- _PROBLEM_:
Pull out every line in the entries below that contains the word "clasped". Case counts.

- _AVAILABLE RECORDS_:
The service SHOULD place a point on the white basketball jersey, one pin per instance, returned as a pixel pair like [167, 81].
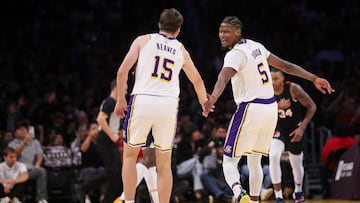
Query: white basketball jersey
[158, 67]
[253, 78]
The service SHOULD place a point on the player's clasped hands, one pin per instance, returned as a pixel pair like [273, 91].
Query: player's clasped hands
[323, 85]
[120, 108]
[208, 106]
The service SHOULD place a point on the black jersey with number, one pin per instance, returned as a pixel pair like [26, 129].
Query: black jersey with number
[289, 111]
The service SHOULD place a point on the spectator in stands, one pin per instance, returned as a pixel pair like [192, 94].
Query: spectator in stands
[5, 139]
[31, 154]
[92, 174]
[13, 175]
[332, 151]
[187, 160]
[212, 177]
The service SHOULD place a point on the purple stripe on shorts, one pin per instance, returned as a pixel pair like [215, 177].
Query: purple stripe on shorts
[128, 114]
[230, 144]
[264, 101]
[237, 122]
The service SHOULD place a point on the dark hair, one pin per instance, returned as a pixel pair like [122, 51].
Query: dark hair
[22, 123]
[340, 129]
[112, 84]
[233, 20]
[8, 150]
[170, 20]
[272, 69]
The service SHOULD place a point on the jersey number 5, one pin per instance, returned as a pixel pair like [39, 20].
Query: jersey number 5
[263, 75]
[166, 72]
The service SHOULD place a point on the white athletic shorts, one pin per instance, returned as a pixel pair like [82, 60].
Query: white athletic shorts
[148, 112]
[251, 128]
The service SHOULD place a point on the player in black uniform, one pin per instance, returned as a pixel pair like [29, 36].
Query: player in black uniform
[289, 132]
[107, 144]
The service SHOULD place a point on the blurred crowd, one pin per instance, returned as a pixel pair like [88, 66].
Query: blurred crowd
[57, 60]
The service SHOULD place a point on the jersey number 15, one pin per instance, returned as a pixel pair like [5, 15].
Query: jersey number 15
[166, 71]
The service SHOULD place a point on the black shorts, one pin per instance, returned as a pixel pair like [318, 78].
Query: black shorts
[292, 147]
[149, 140]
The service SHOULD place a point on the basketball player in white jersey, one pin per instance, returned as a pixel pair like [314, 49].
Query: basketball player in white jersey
[252, 125]
[154, 101]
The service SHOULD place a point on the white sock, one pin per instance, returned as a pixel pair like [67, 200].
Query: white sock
[256, 174]
[151, 182]
[298, 188]
[296, 162]
[141, 170]
[278, 194]
[237, 190]
[231, 174]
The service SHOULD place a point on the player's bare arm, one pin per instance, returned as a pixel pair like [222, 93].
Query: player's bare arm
[320, 83]
[298, 93]
[102, 121]
[224, 76]
[194, 76]
[123, 71]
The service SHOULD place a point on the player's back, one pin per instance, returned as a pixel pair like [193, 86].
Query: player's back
[254, 80]
[158, 67]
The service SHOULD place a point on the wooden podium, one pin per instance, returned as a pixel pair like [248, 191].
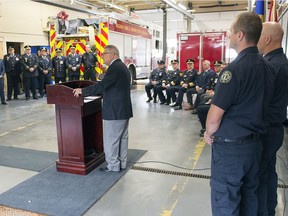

- _SOLUTION TO THIS EXERCISE_:
The service SHOULD place a point on the player's clasped hands, one pin per instance, returned as a pixel pair like [273, 91].
Query: player's clasped hands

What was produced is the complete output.